* **EXERCISE MATERIAL**
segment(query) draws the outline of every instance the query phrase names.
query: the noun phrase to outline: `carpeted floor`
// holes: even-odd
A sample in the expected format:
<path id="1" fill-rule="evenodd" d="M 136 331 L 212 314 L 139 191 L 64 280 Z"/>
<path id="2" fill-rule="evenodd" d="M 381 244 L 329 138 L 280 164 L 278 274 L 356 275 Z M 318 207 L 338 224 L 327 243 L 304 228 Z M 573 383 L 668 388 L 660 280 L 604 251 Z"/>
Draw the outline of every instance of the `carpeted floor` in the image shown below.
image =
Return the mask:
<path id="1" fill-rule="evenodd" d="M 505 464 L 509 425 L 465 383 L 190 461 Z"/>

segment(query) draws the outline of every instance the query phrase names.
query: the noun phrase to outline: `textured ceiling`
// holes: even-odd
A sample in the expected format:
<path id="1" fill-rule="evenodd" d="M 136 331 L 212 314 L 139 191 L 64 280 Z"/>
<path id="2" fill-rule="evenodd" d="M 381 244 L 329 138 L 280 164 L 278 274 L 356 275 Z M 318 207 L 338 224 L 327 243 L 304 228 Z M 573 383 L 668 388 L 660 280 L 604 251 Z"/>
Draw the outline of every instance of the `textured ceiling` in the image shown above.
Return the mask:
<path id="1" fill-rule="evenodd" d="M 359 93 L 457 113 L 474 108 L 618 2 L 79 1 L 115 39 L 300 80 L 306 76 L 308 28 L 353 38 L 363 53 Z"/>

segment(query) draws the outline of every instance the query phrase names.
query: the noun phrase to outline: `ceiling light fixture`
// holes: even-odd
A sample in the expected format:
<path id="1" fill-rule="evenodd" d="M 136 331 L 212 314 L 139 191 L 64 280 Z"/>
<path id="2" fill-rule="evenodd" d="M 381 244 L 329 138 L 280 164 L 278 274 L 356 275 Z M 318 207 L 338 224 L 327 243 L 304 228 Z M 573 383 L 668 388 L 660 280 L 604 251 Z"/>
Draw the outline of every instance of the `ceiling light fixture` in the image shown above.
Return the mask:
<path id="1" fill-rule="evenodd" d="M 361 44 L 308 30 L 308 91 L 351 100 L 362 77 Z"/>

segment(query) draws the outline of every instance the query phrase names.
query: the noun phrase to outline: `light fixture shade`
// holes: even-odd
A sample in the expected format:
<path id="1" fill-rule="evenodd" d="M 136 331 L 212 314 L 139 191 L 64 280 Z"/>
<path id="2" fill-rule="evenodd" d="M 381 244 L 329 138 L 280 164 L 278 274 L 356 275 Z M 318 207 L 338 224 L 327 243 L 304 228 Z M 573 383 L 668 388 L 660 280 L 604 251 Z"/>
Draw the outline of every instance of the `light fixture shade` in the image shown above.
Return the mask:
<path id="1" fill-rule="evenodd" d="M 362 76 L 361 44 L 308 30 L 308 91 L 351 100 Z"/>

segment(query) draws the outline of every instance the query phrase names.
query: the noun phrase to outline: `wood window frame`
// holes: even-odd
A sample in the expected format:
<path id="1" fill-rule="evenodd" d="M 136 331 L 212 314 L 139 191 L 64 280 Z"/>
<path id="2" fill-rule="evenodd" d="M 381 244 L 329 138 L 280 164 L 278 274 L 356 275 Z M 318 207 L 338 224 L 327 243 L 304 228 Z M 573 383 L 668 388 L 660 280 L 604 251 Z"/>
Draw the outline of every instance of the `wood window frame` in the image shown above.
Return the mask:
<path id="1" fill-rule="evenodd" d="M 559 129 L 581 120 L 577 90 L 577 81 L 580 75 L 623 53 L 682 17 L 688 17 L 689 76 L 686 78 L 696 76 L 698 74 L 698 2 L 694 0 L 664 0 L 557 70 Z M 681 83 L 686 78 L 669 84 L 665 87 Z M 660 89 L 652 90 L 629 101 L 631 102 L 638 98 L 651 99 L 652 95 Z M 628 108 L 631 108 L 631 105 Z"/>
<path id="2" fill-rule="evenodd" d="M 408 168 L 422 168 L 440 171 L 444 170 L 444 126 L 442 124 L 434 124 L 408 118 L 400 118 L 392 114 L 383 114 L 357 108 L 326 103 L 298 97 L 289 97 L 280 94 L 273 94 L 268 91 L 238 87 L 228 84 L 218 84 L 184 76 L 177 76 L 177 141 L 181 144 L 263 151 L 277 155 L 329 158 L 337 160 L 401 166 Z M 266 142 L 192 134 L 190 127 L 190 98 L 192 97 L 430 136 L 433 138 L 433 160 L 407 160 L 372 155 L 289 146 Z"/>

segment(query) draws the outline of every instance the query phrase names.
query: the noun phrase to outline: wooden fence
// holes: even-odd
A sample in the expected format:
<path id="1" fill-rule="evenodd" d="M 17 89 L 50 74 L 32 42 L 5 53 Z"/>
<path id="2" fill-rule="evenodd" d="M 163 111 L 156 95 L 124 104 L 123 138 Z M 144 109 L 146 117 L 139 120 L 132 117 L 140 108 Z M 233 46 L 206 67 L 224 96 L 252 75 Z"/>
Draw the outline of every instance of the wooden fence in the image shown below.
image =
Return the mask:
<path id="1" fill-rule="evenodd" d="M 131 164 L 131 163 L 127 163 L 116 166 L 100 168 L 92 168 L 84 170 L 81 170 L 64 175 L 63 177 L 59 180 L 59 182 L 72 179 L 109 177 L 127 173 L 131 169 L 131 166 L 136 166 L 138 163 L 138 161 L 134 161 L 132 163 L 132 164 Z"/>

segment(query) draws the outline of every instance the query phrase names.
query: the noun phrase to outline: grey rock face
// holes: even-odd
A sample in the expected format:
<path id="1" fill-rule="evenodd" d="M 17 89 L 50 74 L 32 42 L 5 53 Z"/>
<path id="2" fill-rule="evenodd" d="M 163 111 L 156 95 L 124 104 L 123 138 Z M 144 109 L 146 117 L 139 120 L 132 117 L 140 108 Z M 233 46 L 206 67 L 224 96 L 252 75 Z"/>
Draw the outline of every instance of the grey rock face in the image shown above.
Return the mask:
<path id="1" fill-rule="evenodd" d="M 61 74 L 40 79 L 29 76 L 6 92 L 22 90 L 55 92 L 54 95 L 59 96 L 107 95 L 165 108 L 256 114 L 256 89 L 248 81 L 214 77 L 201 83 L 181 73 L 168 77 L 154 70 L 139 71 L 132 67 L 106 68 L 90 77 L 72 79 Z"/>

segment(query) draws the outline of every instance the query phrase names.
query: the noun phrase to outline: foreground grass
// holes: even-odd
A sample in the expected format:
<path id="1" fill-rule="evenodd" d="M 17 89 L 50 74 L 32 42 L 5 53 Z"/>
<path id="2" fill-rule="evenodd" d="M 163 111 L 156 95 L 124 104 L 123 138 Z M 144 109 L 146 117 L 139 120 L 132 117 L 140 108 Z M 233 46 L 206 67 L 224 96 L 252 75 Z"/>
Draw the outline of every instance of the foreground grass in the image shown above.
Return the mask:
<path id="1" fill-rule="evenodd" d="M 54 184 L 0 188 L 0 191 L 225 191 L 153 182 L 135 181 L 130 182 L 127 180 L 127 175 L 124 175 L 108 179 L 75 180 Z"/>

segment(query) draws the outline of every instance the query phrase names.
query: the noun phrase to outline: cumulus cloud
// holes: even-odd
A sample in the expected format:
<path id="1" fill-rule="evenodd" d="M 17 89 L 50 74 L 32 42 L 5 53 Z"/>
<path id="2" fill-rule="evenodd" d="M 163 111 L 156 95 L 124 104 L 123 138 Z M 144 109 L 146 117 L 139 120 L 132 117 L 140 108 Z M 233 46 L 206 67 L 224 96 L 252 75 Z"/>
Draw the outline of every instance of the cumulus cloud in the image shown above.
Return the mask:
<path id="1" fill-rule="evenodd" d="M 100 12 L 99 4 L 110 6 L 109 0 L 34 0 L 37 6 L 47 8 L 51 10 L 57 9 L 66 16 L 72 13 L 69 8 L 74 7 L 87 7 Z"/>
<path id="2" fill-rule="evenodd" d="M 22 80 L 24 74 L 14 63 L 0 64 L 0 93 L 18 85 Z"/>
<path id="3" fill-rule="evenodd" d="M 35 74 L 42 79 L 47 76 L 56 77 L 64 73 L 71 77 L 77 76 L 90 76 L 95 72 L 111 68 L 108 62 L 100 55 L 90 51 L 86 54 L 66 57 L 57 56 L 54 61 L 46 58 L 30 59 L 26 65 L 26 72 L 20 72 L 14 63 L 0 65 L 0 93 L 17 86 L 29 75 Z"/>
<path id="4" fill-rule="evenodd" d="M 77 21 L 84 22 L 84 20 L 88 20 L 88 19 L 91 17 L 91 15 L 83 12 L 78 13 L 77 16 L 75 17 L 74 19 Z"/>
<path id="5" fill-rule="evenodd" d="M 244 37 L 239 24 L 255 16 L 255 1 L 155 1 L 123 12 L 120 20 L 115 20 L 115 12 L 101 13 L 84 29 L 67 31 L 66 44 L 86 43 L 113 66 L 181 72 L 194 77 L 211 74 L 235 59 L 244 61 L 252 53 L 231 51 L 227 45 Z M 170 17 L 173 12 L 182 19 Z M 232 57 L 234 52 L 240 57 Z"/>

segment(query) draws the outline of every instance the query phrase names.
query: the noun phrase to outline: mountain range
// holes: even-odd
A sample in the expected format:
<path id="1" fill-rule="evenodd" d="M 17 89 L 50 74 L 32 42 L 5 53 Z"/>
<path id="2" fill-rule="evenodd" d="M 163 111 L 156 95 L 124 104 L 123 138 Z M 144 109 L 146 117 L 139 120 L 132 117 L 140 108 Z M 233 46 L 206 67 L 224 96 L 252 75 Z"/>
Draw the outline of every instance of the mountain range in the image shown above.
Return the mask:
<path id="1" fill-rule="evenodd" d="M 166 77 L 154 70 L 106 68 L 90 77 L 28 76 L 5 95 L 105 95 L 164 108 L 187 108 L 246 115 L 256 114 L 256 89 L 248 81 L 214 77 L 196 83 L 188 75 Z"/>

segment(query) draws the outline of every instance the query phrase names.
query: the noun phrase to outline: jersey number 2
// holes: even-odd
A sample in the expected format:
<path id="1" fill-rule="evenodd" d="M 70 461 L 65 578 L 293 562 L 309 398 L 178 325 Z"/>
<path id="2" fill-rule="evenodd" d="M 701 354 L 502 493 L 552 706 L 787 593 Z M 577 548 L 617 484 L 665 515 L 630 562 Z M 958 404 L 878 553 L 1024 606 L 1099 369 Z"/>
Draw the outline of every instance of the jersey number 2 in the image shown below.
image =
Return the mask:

* **WHAT IS REQUIRED**
Reproduce the records from the start through the line containing "L 351 100 L", with "textured ceiling" replaced by "stucco ceiling" and everything else unchanged.

* **RESULT OF THE TASK**
segment(query) draws the outline of every instance the query phrase names.
query: the noun phrase to outline: `carpeted floor`
// holes: even-odd
A sample in the expected format:
<path id="1" fill-rule="evenodd" d="M 136 331 L 212 314 L 139 191 L 64 280 Z"/>
<path id="2" fill-rule="evenodd" d="M 381 244 L 329 138 L 280 164 L 278 274 L 356 275 Z M 318 207 L 338 224 L 327 243 L 304 228 Z M 573 383 L 668 388 L 660 280 L 604 251 Z"/>
Draw the outline of every instance of the `carpeted floor` in the image shown below.
image =
Return the mask:
<path id="1" fill-rule="evenodd" d="M 505 464 L 509 425 L 465 383 L 190 461 Z"/>

segment(query) draws the outline of every instance the query phrase names.
query: the noun phrase to outline: `stucco ceiling`
// holes: even-odd
A sample in the expected format:
<path id="1" fill-rule="evenodd" d="M 136 331 L 212 314 L 139 191 L 64 280 Z"/>
<path id="2" fill-rule="evenodd" d="M 381 244 L 329 138 L 280 164 L 278 274 L 356 275 Z M 318 207 L 338 224 L 327 243 L 304 228 Z M 573 383 L 668 388 L 660 280 L 604 251 Z"/>
Draw the outline of every instance of the `stucco ceiling` in the image shown above.
Return the mask:
<path id="1" fill-rule="evenodd" d="M 359 93 L 457 113 L 474 108 L 618 2 L 79 1 L 115 39 L 300 80 L 306 76 L 308 28 L 353 38 L 363 53 Z"/>

segment(query) draws the outline of every instance the query phrase names.
query: the noun phrase to outline: `ceiling light fixture`
// holes: even-odd
A sample in the expected format:
<path id="1" fill-rule="evenodd" d="M 136 331 L 212 314 L 139 191 L 64 280 Z"/>
<path id="2" fill-rule="evenodd" d="M 381 244 L 329 138 L 280 164 L 278 274 L 356 275 Z M 318 207 L 338 224 L 327 243 L 304 228 Z M 573 383 L 668 388 L 660 280 L 604 251 Z"/>
Draw the outline of every instance of the `ceiling light fixture` in the image shown above.
Return the mask:
<path id="1" fill-rule="evenodd" d="M 361 44 L 308 30 L 308 91 L 351 100 L 362 77 Z"/>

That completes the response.